Jobs:
**1.** In the Zig base64 benchmark thread, which two Zig versions did the author try before choosing one?
**2.** Continue the Zig base64 benchmark thread from where it stops.

Selected extract:
— Start —

Base64 Zig test has been added. #188

nuald · 2019-10-20T21:00:49Z

Partially addressing #185. Used test.c as a reference except using standard base64 implementation within the Zig language. I've tried both 0.5.0 and the master version - no differences whatsover, hence I've decided to use the master version as it looks like that for non-stable releases we use the nightly builds (like for V).

andrewrk

Here is an improved version:

const std = @import("std");
const time = std.time;
const Timer = time.Timer;

const str_size = 10000000;
const tries = 100;

var str1: [str_size]u8 = undefined;
var str2: [std.base64.Base64Encoder.calcSize(str1.len)]u8 = undefined;
var str3: [str_size]u8 = undefined;

pub fn main() !void {
    var stdout_file = try std.io.getStdOut();
    const stdout = &stdout_file.outStream().stream;

    std.mem.set(u8, &str1, 'a');
    var timer = try Timer.start();
    var s: usize = 0;

    var i: usize = 0;
    var start = timer.lap();
    while (i < tries) : (i += 1) {
        std.base64.standard_encoder.encode(&str2, &str1);
        s += str2.len;
    }
    var end = timer.read();
    var elapsed_s = @intToFloat(f64, end - start) / time.ns_per_s;
    try stdout.print("encode: {}, {d:.2}\n", s, elapsed_s);

    i = 0;
    s = 0;
    start = timer.lap();
    while (i < tries) : (i += 1) {
        std.base64.standard_decoder.decode(&str3, &str2) catch unreachable;
        s += str3.len;
    }
    end = timer.read();
    elapsed_s = @intToFloat(f64, end - start) / time.ns_per_s;
    try stdout.print("decode: {}, {d:.2}\n", s, elapsed_s);
}

Results:

direct_allocator:
encode: 1333333600, 1.13
decode: 1000000000, 0.12

no allocator:
encode: 1333333600, 0.46
decode: 1000000000, 0.14

andrewrk · 2019-10-20T21:28:43Z

base64/test.zig

+    var i: usize = 0;
+    var start = timer.lap();
+    while (i < tries) : (i += 1) {
+        const str2 = try allocator.alloc(u8, std.base64.Base64Encoder.calcSize(str1.len));


Using std.heap.direct_allocator inside the hot path is no good. This is doing a mmap per iteration, no wonder it is so slow.

https://ziglang.org/documentation/master/#Choosing-an-Allocator

That's intentionally - the benchmark is about measuring allocating + coding/decoding at once. Surely, low level languages could allocate memory in advance, use memory pools and other advance techniques and it would give them an unfair advantage comparing with programming languages with GC.

— End —

Data rows:

— Start —

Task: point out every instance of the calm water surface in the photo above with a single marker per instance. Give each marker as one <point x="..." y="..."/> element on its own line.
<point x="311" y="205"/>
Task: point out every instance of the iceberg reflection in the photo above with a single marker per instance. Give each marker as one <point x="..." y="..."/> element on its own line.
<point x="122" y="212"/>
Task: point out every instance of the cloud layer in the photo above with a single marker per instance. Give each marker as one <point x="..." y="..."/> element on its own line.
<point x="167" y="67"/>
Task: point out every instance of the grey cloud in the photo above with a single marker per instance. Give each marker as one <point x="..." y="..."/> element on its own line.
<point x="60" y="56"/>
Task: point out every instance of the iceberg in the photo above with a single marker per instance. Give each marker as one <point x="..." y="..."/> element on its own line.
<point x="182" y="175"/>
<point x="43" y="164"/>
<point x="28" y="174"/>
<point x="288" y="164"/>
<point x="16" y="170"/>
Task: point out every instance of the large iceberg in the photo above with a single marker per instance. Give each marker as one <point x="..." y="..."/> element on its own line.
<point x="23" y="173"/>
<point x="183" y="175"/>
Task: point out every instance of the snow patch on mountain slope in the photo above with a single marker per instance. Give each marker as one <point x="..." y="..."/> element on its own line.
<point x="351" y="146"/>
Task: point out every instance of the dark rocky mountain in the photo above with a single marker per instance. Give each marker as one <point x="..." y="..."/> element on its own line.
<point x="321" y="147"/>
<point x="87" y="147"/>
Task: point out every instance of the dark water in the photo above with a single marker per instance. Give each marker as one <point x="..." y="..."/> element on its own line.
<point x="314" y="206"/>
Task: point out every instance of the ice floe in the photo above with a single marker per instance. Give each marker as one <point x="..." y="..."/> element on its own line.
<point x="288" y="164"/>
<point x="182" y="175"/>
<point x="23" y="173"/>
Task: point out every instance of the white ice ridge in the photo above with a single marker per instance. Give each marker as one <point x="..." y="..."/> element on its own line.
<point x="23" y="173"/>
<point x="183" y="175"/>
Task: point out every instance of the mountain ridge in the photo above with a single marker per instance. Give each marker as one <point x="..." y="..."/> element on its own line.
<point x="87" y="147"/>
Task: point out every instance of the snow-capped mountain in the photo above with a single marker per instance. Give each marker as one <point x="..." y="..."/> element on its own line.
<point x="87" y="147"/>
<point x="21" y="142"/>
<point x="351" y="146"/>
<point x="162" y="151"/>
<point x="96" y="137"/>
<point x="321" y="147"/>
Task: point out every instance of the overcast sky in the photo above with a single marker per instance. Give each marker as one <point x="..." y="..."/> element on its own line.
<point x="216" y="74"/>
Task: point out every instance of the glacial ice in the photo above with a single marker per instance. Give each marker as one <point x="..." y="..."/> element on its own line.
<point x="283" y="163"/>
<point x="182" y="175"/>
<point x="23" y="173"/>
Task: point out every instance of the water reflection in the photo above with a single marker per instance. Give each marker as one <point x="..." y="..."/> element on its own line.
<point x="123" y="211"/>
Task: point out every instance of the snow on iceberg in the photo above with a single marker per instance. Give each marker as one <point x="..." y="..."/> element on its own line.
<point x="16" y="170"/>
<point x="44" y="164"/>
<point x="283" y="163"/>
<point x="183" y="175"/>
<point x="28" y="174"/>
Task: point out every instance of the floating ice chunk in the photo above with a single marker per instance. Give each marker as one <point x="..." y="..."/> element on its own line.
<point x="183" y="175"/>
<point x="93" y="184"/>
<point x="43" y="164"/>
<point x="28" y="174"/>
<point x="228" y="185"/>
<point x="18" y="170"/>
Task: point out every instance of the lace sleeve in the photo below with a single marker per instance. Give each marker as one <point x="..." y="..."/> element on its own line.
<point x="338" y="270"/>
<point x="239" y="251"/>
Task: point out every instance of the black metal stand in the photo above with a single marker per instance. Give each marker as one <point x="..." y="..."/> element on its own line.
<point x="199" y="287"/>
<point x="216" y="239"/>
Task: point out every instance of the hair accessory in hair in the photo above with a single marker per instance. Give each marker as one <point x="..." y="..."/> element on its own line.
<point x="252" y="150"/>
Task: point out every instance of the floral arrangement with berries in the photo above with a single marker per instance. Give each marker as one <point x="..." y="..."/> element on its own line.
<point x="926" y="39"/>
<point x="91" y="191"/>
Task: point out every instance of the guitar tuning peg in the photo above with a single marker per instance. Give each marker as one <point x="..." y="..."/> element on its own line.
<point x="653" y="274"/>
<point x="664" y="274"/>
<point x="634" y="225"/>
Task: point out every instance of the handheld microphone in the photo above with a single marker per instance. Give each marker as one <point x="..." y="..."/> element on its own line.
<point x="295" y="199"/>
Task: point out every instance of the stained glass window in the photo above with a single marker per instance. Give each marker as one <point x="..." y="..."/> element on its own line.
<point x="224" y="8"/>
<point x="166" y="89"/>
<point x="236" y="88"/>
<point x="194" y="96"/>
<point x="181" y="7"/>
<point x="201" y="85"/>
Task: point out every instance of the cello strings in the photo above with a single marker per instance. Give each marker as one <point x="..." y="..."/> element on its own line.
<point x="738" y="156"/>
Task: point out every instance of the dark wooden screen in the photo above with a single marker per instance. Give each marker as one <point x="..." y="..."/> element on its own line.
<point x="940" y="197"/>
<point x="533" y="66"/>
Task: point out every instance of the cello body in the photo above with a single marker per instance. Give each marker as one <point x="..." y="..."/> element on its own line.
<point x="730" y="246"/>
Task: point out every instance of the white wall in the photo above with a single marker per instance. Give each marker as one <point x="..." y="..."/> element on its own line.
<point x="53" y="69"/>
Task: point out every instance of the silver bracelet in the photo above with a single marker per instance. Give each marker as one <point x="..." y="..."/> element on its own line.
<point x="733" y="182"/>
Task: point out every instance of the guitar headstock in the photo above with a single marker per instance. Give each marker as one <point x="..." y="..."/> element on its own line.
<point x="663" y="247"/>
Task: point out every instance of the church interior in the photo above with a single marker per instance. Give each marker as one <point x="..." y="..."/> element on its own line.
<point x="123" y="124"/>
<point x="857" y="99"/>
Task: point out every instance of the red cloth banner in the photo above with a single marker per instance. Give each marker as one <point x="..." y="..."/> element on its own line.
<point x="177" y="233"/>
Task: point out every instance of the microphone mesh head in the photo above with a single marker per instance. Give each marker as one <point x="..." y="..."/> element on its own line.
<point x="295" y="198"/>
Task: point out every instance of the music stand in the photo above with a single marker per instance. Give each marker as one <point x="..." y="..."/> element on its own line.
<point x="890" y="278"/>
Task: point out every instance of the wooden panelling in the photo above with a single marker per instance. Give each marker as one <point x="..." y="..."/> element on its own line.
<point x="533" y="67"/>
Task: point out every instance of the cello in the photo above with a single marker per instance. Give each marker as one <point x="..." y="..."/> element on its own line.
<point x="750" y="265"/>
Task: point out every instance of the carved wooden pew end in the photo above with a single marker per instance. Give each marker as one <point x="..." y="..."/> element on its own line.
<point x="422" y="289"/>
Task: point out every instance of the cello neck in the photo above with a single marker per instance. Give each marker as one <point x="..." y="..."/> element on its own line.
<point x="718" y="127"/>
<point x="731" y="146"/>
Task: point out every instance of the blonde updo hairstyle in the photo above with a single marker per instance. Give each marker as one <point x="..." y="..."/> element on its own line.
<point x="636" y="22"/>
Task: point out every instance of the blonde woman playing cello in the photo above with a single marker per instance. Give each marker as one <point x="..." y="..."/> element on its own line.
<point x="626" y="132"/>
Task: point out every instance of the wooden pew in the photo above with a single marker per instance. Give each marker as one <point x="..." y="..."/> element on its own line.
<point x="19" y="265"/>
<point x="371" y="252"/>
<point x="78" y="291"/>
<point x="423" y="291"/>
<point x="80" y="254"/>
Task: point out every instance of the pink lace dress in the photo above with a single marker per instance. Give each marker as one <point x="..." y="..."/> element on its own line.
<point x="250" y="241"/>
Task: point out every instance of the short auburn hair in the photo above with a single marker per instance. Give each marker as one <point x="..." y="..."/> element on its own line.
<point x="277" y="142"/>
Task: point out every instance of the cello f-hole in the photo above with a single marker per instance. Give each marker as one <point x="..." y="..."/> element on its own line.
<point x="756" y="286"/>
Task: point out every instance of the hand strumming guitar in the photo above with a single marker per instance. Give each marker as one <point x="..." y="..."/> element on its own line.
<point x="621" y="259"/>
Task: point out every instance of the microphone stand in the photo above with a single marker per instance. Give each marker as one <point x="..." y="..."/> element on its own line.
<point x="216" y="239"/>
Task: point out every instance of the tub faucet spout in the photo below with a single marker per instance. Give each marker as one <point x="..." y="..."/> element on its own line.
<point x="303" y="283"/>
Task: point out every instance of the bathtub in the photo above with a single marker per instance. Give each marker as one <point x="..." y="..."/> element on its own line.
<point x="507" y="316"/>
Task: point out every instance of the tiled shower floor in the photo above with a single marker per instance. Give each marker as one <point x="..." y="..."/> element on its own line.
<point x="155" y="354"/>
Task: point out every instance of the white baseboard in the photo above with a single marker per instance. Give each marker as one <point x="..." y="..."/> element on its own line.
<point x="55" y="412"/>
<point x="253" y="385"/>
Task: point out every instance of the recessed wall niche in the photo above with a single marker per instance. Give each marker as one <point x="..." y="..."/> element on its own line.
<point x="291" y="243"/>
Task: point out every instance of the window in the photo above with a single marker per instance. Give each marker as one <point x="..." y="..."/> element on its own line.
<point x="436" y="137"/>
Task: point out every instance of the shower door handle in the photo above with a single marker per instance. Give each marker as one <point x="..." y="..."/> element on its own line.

— End —

Results by task:
**1.** Version 0.5.0 and the master version.

**2.**
Moreover, direct_allocator using mmap is an implementation detail that could change in the future - the same way as malloc uses either sbrk or mmap, the allocator could implement more advanced methods in the future, thus making the general use case (allocate a lot of memory & encode the blob into it) tested in this benchmark faster.

That's intentionally - the benchmark is about measuring allocating + coding/decoding at once.

This is a poorly defined benchmark. Your malloc call in the C benchmark might or might not make a syscall, for example. The appropriate allocator for this code is none. If you want to measure allocation performance then you need to come up with an example where allocating heap memory actually makes sense. And again, your C code is not guaranteed either to make syscalls, because there is code that runs before main() which uses malloc/free.

Moreover, direct_allocator using mmap is an implementation detail that could change in the future

No it's not, it's defined to make a syscall for every allocation and free.

The benchmark is about how average programmers would code the given task. Undoubtedly, you would write the optimized version, but the average Joe uses NPM package for left padding (https://www.davidhaney.io/npm-left-pad-have-we-forgotten-how-to-program/). Surely, I don't like the current state of the industry and would prefer everyone write the optimized and carefully thoughtful code.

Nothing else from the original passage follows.